Listen to the author, Jessica Rundell, reading this blog post.
Towards the end of each year, the Cambridge Dictionary team gets together to pore over search data and decide which word deserves the title of Word of the Year, and 2024 is no different. This year, that word is manifest!
How do we choose our Word of the Year?
When we choose the Cambridge Dictionary Word of the Year, we have three considerations: user data, zeitgeist, and language. Which word was looked up most, or spiked? Which one really captures what was happening in that year? And what is interesting about this word from a language point of view?
Manifest met all three requirements:
User data
Manifest was one of the words on our top searches list, with 130,000 page views this year. We believe the searches were mainly driven by people looking up the sense that we added to the Cambridge Dictionary in May 2023:
to use methods such as visualization and affirmation to help you imagine achieving something you want, in the belief that doing so will make it more likely to happen
Zeitgeist
The practice of manifesting became popular during the pandemic, when a host of manifesting influencers popped up on social media, giving tips on how to manifest money, career success, or more generally, abundance.
But it really entered the mainstream this year, with Olympians, Paralympians, singers, and other influential people all attributing their success to manifestation.

### Set of tasks
a) According to the post on the Cambridge Dictionary Word of the Year, how many page views did "manifest" receive this year?
b) Continue the post on the Cambridge Dictionary Word of the Year from where it stops.

[Source records]
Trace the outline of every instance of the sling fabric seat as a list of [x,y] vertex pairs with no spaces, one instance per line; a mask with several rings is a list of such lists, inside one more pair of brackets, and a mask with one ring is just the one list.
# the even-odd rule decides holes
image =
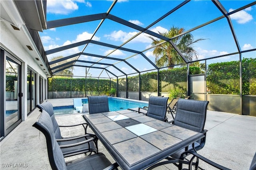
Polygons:
[[[205,144],[206,130],[204,130],[206,120],[206,110],[208,101],[203,101],[180,98],[177,103],[177,111],[175,118],[171,121],[172,124],[196,132],[201,132],[205,135],[204,137],[194,143],[196,151],[202,149]],[[193,149],[192,145],[186,149]],[[179,150],[170,155],[175,159],[184,160],[187,156],[183,154],[185,148]],[[180,164],[179,169],[182,168]]]
[[[55,138],[56,139],[59,145],[61,146],[61,150],[65,157],[70,156],[81,153],[87,152],[98,152],[98,139],[93,134],[86,134],[81,136],[69,137],[63,137],[61,136],[60,127],[70,127],[77,125],[83,125],[86,129],[87,126],[85,127],[84,125],[87,126],[85,123],[66,126],[59,126],[54,115],[53,107],[52,104],[48,102],[43,103],[38,105],[38,107],[41,109],[41,111],[45,111],[50,116],[52,123],[53,130]],[[86,130],[85,130],[86,131]],[[78,145],[80,143],[89,140],[88,143],[84,143],[82,145]],[[68,145],[69,147],[63,147],[62,146]]]
[[148,108],[146,115],[158,120],[166,121],[167,102],[169,97],[151,96],[148,101]]
[[49,115],[44,110],[38,121],[33,126],[41,131],[46,140],[48,157],[53,170],[98,170],[116,169],[116,163],[112,164],[104,154],[100,153],[66,162],[53,131],[53,125]]
[[205,144],[207,130],[204,129],[206,119],[206,109],[209,102],[179,98],[177,102],[177,111],[174,120],[168,122],[175,125],[204,134],[204,137],[188,147],[183,148],[165,158],[168,160],[158,163],[149,169],[159,166],[172,163],[182,169],[182,164],[189,164],[184,161],[190,151],[202,149]]
[[108,98],[106,96],[88,96],[90,114],[109,111]]

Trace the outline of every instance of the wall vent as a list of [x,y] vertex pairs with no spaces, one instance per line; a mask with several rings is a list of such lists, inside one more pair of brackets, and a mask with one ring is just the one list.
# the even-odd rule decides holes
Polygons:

### Answers by item
a) Manifest received 130,000 page views this year.

b)
Language
We noticed a change in the words used with manifest and how they shifted from negative to positive. Previously, we mainly noticed collocations like symptom, disease, andstress:
The illness first manifested itself in severe stomach pains.
In teenagers, depression often manifests itself as anger.
More recently though, it began to be used with words like goal, success, anddream. In addition, we found that it was no longer just things manifesting themselves. People began to manifest the things they wanted:
Use these simple steps to manifest your dream job.
The swimmer says she manifested her first gold medal at the Paralympics.
Click here to find out more about the 600-year history of the word manifest and how it’s being used now!
Ten years of Word of the Year
Manifest is our 10th Word of the Year. This decade has been quite a rollercoaster, and the words we’ve chosen have captured that. There has been concern about politics and technological advances, and, of course, a global pandemic. On the upside, we’ve seen determination and positive spirit, an increased awareness of environmental issues, and an addictive word game that got everyone talking!
Here’s a look back at our previous winners:
2023: hallucinate
2022: homer
2021: perseverance
2020: quarantine
2019: upcycling
2018: nomophobia
2017: populism
2016: paranoid
2015: austerity
It’s always fascinating to see what people are looking up, and to speculate on why these spikes or overall rises in lookups occur.
One reason we may see an overall rise in searches is that people see an existing word used in a new way and they want to understand what it means.
Usually, we stay ahead of the trend and add these new meanings before people start looking for them. However, quarantine took us by surprise. It was only when we had chosen it as Word of the Year 2020 that we realized a new meaning had emerged during that year. It used to be used only for specific periods where people or animals had to be kept away from others, for example after travel, or due to an infectious disease:
Owners risk having to leave their pets abroad or put them in quarantine if they fail to follow the rules.
However, during the pandemic, especially in the US, people started to use quarantine to mean lockdown:
I’ve been doing a lot of baking during quarantine.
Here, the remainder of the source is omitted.